Newswise — An astounding number of galaxies populate the observable Universe, with recent estimates placing that number anywhere from 100 billion to 2 trillion. And, akin to snowflakes, no two are exactly alike. But depending on their visual appearance and physical features they can be divided into four broad classes: elliptical, lenticular, irregular and spiral, with many subclasses in between. However, galaxies are dynamic objects that evolve over time as they interact with their surrounding environment, meaning that an individual galaxy may fall under multiple classifications throughout its lifetime.
Such is thought to be the case with NGC 4753, which astronomers hypothesize began as a normal lenticular galaxy but morphed into the more specific peculiar class after a merger with a nearby dwarf galaxy over a billion years ago.
Discovered by astronomer William Herschel in 1784, NGC 4753 displays some truly fascinating features. In this image captured by the Gemini South telescope, one half of the International Gemini Observatory operated by NSF’s NOIRLab, the galaxy’s intricate dust lanes are a sight to behold. NGC 4753 is located about 60 million light-years away in the constellation Virgo. It is a member of the NGC 4753 Group of galaxies within the Virgo II Cloud — a series of at least 100 galaxy clusters and individual galaxies stretching off the southern edge of the Virgo Supercluster.
NGC 4753’s distinct dust lanes, appearing to twist and turn around the galaxy’s nucleus, have long intrigued astronomers, and are the irregular features that give it its ‘peculiar’ classification. Seen nearly edge-on from Earth, this galaxy can appear rather mystifying. But in 1992 a team of astronomers led by Tom Steiman-Cameron, now a senior research scientist at Indiana University, published a detailed study of NGC 4753 in which they found that its complicated shape is likely the result of a merger with a small companion galaxy.
“Galaxies that gobble up another galaxy often look like train wrecks,” said Steiman-Cameron, ”and this is a train-wreck galaxy.”
Galaxy mergers occur when two (or more) galaxies collide, causing their material to mix and significantly altering the shape and behavior of each galaxy involved. In the case of NGC 4753, it is thought that the once standard lenticular galaxy merged with a nearby gas-rich dwarf galaxy about 1.3 billion years ago. The gas of the dwarf galaxy, coupled with bursts of star formation triggered by this galactic collision, injected the system with vast amounts of dust. The galaxy’s inward spiral due to gravity then caused the accumulated dust to smear out into a disk shape. And this is where the story gets interesting.

▸ TASKS TO COMPLETE
a – Write out the part of the NGC 4753 article from "NGC 4753’s distinct" to "small companion galaxy.".
b – Write the next part of the article on NGC 4753, starting after its last sentence.
The entries that come after this article are separate from it.

▸ INFORMATION
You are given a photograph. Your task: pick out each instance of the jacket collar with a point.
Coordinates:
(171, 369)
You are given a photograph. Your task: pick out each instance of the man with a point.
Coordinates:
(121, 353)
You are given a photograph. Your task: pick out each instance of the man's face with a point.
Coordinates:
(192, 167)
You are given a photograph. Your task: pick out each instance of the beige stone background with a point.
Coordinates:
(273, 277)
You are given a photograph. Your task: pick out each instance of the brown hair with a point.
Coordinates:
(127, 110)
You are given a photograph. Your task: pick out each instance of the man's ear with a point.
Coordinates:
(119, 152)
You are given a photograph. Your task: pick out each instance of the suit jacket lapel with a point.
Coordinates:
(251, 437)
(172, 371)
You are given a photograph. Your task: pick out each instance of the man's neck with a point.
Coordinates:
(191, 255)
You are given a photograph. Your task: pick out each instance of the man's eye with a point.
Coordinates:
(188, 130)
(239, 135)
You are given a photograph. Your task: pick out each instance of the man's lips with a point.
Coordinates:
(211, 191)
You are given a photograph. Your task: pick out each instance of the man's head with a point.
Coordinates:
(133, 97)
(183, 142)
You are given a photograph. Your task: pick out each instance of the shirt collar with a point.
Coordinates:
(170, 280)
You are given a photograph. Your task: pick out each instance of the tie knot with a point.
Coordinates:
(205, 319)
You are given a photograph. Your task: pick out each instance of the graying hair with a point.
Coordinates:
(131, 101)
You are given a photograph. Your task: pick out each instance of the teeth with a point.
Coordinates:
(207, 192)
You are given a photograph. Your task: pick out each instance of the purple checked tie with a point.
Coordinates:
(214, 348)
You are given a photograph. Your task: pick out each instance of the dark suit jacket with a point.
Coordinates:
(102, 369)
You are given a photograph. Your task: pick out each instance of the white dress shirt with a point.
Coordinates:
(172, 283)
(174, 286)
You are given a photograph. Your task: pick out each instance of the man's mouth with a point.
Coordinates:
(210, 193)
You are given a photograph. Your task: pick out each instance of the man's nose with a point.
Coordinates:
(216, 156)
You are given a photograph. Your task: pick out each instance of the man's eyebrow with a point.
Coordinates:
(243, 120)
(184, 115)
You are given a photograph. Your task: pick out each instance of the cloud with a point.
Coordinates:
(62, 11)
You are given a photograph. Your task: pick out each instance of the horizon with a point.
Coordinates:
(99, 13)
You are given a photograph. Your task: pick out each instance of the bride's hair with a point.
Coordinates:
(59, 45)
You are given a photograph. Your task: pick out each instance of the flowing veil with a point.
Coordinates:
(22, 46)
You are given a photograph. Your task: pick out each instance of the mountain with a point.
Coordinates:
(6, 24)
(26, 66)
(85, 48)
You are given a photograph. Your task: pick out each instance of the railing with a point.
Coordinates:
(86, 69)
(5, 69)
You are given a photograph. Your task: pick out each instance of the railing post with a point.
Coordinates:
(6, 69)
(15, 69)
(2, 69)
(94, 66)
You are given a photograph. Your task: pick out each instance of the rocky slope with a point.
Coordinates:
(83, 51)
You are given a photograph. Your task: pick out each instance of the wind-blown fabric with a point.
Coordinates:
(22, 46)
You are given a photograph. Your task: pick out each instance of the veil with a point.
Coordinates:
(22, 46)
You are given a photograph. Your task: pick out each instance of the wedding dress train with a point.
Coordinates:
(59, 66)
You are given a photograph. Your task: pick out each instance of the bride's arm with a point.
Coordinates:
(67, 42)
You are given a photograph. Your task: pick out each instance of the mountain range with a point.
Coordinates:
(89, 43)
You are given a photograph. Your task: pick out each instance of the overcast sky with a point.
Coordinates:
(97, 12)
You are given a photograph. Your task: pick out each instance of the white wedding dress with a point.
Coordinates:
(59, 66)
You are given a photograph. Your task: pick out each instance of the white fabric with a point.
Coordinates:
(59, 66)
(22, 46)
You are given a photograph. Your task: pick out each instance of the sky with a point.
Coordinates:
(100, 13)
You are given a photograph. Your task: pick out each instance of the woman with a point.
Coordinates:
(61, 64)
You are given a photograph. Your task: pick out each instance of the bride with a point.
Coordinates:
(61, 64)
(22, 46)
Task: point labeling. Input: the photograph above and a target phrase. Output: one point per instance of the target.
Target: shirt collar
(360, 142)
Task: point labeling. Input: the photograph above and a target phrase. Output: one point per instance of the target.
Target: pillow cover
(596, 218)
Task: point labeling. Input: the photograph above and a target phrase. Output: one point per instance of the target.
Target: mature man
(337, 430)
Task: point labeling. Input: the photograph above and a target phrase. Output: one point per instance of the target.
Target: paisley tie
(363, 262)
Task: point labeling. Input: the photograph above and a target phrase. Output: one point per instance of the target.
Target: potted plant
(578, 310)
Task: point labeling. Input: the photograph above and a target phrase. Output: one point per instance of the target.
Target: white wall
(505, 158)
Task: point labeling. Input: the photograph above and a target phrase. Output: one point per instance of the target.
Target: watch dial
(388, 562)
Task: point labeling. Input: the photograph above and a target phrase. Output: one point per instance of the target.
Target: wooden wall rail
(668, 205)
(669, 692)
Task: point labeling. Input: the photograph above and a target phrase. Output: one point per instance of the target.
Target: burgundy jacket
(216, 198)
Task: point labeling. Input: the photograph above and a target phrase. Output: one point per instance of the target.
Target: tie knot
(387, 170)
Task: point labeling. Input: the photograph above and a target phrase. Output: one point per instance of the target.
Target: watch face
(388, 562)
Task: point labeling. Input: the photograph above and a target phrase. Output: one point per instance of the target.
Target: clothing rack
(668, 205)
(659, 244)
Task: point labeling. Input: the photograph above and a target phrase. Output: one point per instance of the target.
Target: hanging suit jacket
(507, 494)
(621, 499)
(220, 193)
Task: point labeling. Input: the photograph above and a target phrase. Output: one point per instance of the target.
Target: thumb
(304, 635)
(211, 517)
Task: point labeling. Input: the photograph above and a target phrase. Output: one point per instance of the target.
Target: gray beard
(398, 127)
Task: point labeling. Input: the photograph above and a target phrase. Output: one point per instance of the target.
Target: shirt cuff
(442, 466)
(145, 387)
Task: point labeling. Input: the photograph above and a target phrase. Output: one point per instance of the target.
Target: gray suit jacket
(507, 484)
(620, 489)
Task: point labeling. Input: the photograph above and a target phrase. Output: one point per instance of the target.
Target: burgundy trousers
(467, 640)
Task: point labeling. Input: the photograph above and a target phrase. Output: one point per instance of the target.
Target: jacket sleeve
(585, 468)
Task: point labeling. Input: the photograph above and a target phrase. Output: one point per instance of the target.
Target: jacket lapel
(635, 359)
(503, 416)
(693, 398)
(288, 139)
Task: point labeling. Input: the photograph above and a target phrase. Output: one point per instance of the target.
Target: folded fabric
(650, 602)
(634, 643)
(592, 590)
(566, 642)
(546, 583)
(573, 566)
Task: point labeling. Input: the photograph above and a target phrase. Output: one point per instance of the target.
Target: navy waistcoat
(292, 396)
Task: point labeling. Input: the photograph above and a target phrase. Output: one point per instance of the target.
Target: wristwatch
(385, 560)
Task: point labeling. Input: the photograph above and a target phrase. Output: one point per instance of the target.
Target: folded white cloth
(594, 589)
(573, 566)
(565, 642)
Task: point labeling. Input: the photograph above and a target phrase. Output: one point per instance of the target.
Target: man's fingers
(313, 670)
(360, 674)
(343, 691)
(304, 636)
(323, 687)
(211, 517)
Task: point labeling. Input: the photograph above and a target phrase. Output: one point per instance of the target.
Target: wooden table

▸ RESPONSE LIST
a –
NGC 4753’s distinct dust lanes, appearing to twist and turn around the galaxy’s nucleus, have long intrigued astronomers, and are the irregular features that give it its ‘peculiar’ classification. Seen nearly edge-on from Earth, this galaxy can appear rather mystifying. But in 1992 a team of astronomers led by Tom Steiman-Cameron, now a senior research scientist at Indiana University, published a detailed study of NGC 4753 in which they found that its complicated shape is likely the result of a merger with a small companion galaxy.

b –
Steiman-Cameron and his team found that a phenomenon known as differential precession is responsible for NGC 4753’s entangled dust lanes. Precession occurs when a rotating object's axis of rotation changes orientation, like a spinning top that wobbles as it loses momentum. And differential means that the rate of precession varies depending on the radius. In the case of a dusty accretion disk orbiting a galactic nucleus, the rate of precession is faster toward the center and slower near the edges. This varying, wobble-like motion results from the angle at which NGC 4753 and its former dwarf companion collided and is the cause of the strongly twisted dust lanes we see wrapped around the galaxy’s luminous nucleus today.
“For a long time nobody knew what to make of this peculiar galaxy,” said Steiman-Cameron. “But by starting with the idea of accreted material smeared out into a disk, and then analyzing the three-dimensional geometry, the mystery was solved. It’s now incredibly exciting to see this highly-detailed image by Gemini South 30 years later.”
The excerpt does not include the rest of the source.